# What to produce
Could you transcribe every entry below exactly, leaving out the pictures?

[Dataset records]
◇ ◇ ◇
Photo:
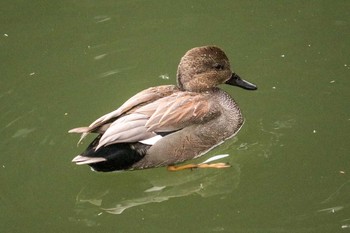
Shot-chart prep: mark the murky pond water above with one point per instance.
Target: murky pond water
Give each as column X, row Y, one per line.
column 66, row 63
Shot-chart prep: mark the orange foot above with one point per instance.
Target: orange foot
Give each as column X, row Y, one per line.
column 201, row 165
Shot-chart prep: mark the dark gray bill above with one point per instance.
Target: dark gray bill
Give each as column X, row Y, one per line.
column 235, row 80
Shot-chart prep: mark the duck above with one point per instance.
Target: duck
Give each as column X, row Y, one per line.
column 169, row 124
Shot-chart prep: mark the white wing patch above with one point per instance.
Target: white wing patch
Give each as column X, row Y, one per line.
◇ ◇ ◇
# Task solution
Photo:
Shot-chart prep: mark the murky pond water above with one point per instance.
Target: murky pond water
Give each as column X, row Y, one per line.
column 66, row 63
Shot-chart prep: mark the orange foot above with one point per instance.
Target: orange foot
Give each as column X, row Y, one per line.
column 201, row 165
Shot-chart prep: mark the dark gray bill above with one point per instance.
Target: dark gray bill
Give each as column X, row Y, one per line.
column 235, row 80
Shot-chart prep: mark the duck above with one point per instance.
Target: duck
Give each as column X, row Y, one per line.
column 169, row 124
Shot-chart prep: mark the white wing patch above with one point per instance.
Target: white wing patch
Give each as column X, row Y, one per line.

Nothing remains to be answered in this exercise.